For the word "padding", find each line in the entries where it occurs and copy that line.

========================

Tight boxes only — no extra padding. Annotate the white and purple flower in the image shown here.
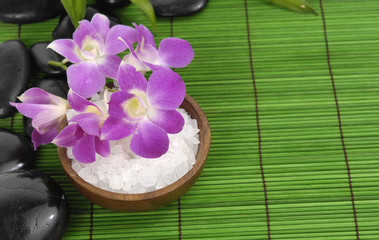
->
[48,14,137,98]
[10,88,70,149]
[11,14,195,163]
[100,63,186,158]
[121,23,195,72]
[53,90,110,163]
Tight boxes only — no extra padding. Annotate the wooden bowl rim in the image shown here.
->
[58,93,210,202]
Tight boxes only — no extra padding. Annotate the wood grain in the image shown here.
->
[58,94,211,212]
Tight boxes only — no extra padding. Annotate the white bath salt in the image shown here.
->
[68,108,200,194]
[78,167,98,185]
[109,175,124,190]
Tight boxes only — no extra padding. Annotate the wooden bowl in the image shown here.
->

========================

> **ANSWER SPACE**:
Tight boxes only — no extra padding. Annotate the white and purple flower in the image shown here.
Tight boxes only — no extra padding. Annotate the wooden bowl rim in the image shown here.
Tight boxes only — no extra padding. Annotate the wood grain in the image shown here.
Tight boxes only — no extra padding. Annotate the white bath salt in the image shown here.
Tight boxes only — no extra padding. Annotate the wooden bowl in the image shown here.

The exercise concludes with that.